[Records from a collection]
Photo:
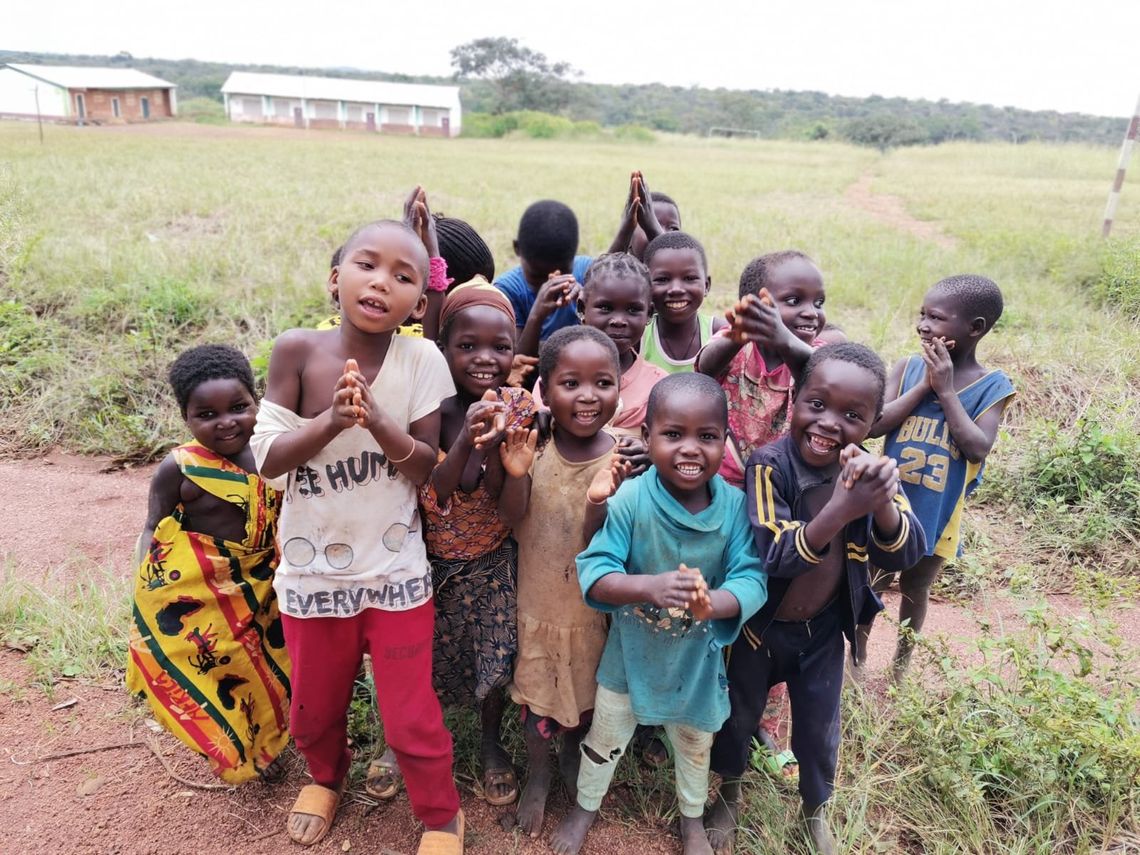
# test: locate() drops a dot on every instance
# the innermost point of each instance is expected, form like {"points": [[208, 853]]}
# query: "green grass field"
{"points": [[119, 247]]}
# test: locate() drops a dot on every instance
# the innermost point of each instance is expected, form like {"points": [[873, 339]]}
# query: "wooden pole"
{"points": [[1114, 195], [39, 116]]}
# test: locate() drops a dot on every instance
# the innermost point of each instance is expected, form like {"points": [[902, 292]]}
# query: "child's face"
{"points": [[678, 284], [669, 218], [479, 349], [833, 408], [220, 414], [536, 271], [939, 318], [796, 286], [583, 390], [379, 283], [685, 441], [619, 307]]}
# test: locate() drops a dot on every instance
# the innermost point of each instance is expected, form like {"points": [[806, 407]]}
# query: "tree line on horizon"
{"points": [[499, 75]]}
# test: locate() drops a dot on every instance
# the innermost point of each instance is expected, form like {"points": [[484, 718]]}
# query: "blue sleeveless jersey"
{"points": [[937, 477]]}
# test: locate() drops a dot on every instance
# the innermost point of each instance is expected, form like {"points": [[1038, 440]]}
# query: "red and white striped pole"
{"points": [[1114, 195]]}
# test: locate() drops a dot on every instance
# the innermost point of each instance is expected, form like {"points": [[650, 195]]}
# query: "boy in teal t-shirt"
{"points": [[676, 566]]}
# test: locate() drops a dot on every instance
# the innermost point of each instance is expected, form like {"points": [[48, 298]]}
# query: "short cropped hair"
{"points": [[553, 347], [548, 231], [675, 241], [975, 295], [384, 224], [756, 275], [204, 363], [466, 253], [620, 265], [855, 353], [689, 384]]}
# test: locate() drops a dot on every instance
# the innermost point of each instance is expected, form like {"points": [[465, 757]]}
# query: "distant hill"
{"points": [[768, 113]]}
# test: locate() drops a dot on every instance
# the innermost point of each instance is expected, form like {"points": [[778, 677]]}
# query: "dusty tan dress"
{"points": [[560, 637]]}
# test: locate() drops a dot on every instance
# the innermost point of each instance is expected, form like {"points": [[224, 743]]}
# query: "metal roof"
{"points": [[80, 76], [340, 89]]}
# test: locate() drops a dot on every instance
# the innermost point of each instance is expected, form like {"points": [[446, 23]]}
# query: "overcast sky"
{"points": [[1064, 55]]}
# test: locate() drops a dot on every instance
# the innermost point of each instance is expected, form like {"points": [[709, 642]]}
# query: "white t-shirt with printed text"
{"points": [[349, 530]]}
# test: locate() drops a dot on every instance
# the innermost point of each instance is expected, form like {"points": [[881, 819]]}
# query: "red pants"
{"points": [[326, 654]]}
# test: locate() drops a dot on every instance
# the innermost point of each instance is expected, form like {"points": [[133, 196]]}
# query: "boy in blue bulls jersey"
{"points": [[941, 420]]}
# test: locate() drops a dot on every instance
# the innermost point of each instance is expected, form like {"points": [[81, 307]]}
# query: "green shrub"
{"points": [[1040, 742], [1086, 462], [1118, 281], [203, 111]]}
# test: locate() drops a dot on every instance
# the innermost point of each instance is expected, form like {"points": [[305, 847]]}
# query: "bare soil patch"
{"points": [[892, 211], [63, 512]]}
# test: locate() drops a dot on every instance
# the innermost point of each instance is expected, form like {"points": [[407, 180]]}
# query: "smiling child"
{"points": [[206, 648], [544, 501], [349, 429], [820, 509], [675, 567]]}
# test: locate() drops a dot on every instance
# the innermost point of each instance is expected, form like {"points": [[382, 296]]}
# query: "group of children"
{"points": [[677, 521]]}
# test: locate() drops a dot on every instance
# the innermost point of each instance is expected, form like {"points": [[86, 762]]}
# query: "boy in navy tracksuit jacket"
{"points": [[820, 507]]}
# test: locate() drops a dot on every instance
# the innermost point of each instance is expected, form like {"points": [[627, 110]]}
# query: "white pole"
{"points": [[1114, 195]]}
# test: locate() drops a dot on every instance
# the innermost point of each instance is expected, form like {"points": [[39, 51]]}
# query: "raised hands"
{"points": [[865, 481], [418, 217], [635, 452], [486, 421], [608, 480], [939, 367], [518, 450], [349, 407], [558, 291], [682, 588], [521, 366]]}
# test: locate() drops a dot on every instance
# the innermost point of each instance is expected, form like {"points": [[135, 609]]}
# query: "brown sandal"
{"points": [[381, 771], [444, 843], [319, 801]]}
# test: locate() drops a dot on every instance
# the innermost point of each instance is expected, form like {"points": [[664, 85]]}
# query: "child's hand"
{"points": [[701, 607], [367, 410], [677, 589], [645, 217], [756, 319], [939, 367], [635, 452], [520, 367], [518, 450], [558, 291], [418, 217], [486, 421], [865, 482], [608, 480]]}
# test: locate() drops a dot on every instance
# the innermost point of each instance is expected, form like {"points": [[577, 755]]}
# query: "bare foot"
{"points": [[721, 825], [501, 786], [532, 805], [693, 838], [571, 832], [819, 830]]}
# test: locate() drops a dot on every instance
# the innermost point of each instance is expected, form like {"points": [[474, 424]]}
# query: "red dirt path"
{"points": [[122, 800]]}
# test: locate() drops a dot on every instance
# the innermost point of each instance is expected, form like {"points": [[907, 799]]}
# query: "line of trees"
{"points": [[499, 75]]}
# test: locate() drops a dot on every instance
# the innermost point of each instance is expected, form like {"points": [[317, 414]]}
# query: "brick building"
{"points": [[82, 95], [304, 102]]}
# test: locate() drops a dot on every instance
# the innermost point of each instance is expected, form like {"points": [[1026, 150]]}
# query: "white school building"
{"points": [[304, 102]]}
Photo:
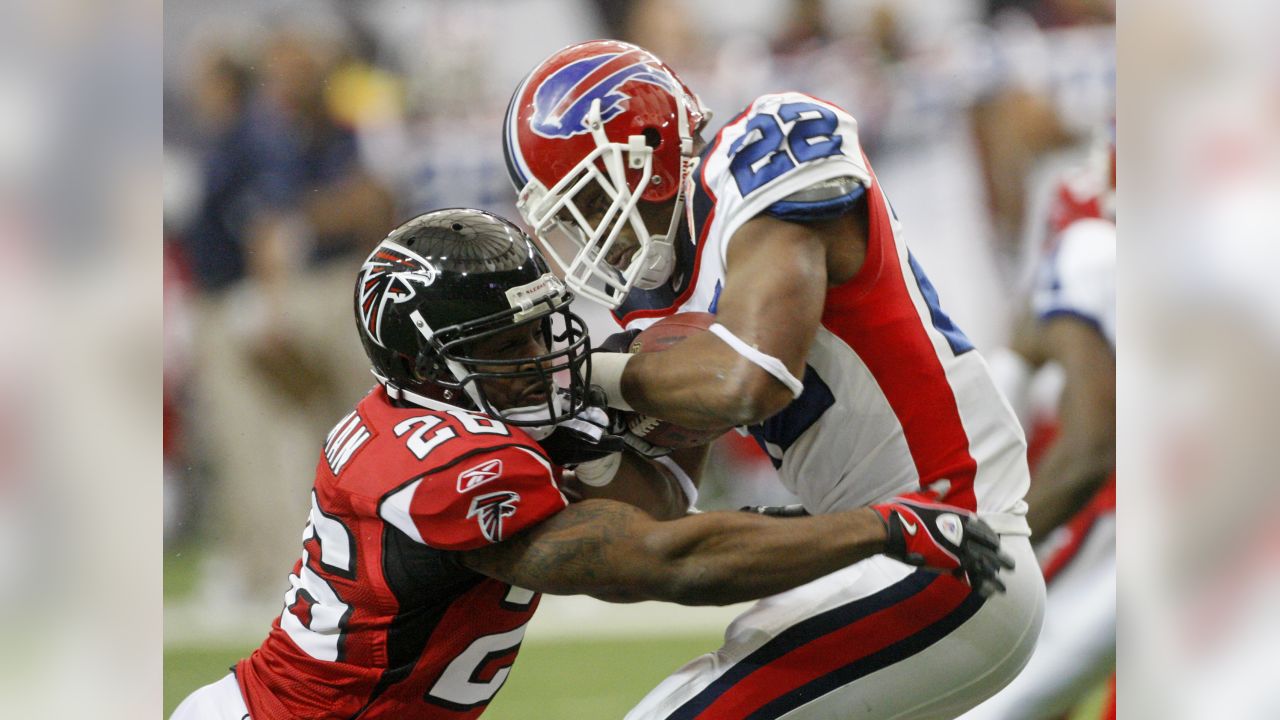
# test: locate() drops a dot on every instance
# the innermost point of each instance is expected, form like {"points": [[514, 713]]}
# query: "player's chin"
{"points": [[621, 254]]}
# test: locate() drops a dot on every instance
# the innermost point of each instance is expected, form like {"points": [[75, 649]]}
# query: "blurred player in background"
{"points": [[830, 347], [284, 209], [437, 514], [1073, 496]]}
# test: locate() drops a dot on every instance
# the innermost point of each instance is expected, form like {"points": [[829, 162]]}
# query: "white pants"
{"points": [[878, 639], [215, 701], [1078, 647]]}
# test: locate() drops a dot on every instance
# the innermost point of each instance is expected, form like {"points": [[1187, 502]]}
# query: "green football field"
{"points": [[565, 679]]}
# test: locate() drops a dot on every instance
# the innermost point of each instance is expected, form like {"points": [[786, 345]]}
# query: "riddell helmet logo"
{"points": [[489, 510], [479, 475], [391, 274], [562, 101]]}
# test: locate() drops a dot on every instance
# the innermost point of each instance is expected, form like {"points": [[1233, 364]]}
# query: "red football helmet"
{"points": [[612, 117]]}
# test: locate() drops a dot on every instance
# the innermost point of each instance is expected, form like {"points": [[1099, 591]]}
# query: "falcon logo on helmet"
{"points": [[490, 509], [391, 274], [562, 101]]}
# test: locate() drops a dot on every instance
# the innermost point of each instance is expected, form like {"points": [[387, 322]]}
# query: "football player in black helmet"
{"points": [[458, 306]]}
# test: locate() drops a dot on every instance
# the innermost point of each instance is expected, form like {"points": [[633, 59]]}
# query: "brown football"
{"points": [[656, 338]]}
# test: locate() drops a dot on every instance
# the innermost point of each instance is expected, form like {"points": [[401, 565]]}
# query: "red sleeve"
{"points": [[481, 497]]}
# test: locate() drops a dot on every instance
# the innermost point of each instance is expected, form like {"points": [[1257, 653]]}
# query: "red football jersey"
{"points": [[382, 620]]}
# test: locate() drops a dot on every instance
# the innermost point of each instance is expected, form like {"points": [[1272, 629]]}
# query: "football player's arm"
{"points": [[775, 288], [1084, 452], [616, 552]]}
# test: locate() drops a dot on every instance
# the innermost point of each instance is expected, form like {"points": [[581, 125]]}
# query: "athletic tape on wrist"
{"points": [[767, 363], [607, 372], [600, 472]]}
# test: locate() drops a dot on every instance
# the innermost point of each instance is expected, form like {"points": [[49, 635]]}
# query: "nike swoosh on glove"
{"points": [[945, 540]]}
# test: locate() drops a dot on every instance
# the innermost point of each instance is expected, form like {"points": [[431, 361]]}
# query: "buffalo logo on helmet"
{"points": [[563, 99], [489, 510], [391, 274]]}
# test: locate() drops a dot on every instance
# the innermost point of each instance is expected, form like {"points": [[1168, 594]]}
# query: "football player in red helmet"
{"points": [[438, 515], [830, 347]]}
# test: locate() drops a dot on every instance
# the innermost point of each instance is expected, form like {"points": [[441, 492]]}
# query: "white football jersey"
{"points": [[895, 399], [1078, 277]]}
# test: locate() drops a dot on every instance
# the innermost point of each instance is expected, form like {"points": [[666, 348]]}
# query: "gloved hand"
{"points": [[584, 437], [945, 540], [617, 342]]}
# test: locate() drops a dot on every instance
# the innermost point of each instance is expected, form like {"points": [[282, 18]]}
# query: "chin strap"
{"points": [[662, 256]]}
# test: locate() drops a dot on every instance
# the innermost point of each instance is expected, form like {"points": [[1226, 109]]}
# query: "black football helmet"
{"points": [[448, 278]]}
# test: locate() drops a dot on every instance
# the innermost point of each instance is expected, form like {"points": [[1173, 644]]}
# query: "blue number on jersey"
{"points": [[809, 139]]}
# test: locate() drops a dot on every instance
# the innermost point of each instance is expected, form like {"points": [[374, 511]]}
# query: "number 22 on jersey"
{"points": [[768, 147]]}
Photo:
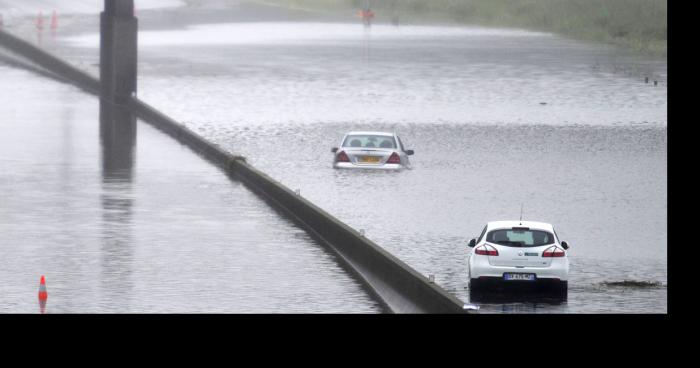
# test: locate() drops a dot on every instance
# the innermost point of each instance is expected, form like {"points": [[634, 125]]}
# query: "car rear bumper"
{"points": [[479, 267]]}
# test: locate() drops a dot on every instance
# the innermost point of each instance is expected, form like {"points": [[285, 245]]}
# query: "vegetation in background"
{"points": [[635, 24]]}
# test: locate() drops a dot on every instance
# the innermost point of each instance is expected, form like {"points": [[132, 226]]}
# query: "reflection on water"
{"points": [[497, 119], [118, 140], [127, 223]]}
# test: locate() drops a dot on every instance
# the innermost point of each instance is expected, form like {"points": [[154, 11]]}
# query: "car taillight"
{"points": [[486, 250], [342, 157], [394, 159], [553, 251]]}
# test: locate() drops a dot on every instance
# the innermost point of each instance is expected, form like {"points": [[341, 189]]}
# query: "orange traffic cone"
{"points": [[40, 21], [43, 295], [54, 20]]}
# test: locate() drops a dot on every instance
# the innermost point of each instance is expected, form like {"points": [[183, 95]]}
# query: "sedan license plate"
{"points": [[369, 159], [519, 276]]}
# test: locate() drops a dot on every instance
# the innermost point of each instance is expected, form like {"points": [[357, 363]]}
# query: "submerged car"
{"points": [[371, 150], [519, 255]]}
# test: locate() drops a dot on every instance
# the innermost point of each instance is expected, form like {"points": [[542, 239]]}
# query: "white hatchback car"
{"points": [[519, 254]]}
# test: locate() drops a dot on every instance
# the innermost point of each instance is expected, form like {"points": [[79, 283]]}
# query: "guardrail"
{"points": [[398, 286]]}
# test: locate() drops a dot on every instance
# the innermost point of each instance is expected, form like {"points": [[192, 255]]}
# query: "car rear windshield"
{"points": [[369, 141], [520, 237]]}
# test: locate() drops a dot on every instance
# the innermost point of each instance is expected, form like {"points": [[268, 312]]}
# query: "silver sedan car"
{"points": [[371, 150]]}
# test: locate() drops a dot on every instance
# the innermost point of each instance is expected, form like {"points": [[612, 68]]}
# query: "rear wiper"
{"points": [[514, 243]]}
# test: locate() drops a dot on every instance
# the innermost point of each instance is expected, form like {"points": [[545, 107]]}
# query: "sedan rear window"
{"points": [[520, 237], [369, 141]]}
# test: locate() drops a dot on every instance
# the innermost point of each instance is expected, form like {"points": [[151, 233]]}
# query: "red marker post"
{"points": [[43, 294], [40, 22], [54, 21]]}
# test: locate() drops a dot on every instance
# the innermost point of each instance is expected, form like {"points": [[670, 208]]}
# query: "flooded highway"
{"points": [[498, 119]]}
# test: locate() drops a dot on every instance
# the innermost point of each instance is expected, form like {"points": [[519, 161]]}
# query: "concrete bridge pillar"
{"points": [[118, 51]]}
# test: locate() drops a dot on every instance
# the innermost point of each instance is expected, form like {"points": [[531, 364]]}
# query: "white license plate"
{"points": [[370, 159], [519, 276]]}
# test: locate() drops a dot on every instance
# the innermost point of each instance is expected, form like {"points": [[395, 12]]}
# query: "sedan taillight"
{"points": [[486, 250], [553, 251], [394, 159], [342, 157]]}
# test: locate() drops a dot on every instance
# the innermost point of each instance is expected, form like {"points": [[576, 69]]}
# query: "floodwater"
{"points": [[122, 219], [498, 118]]}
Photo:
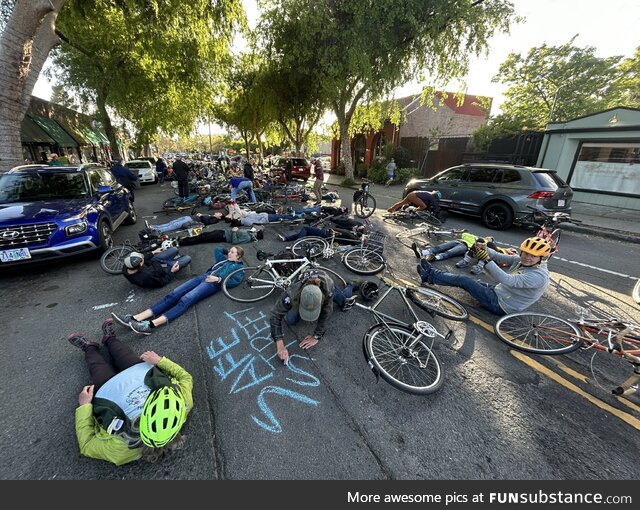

# Short exercise
Count the lines in the data above that contain the string "building", treating uppercase and lowercase as different. Reply with the number alone.

# Expected answer
2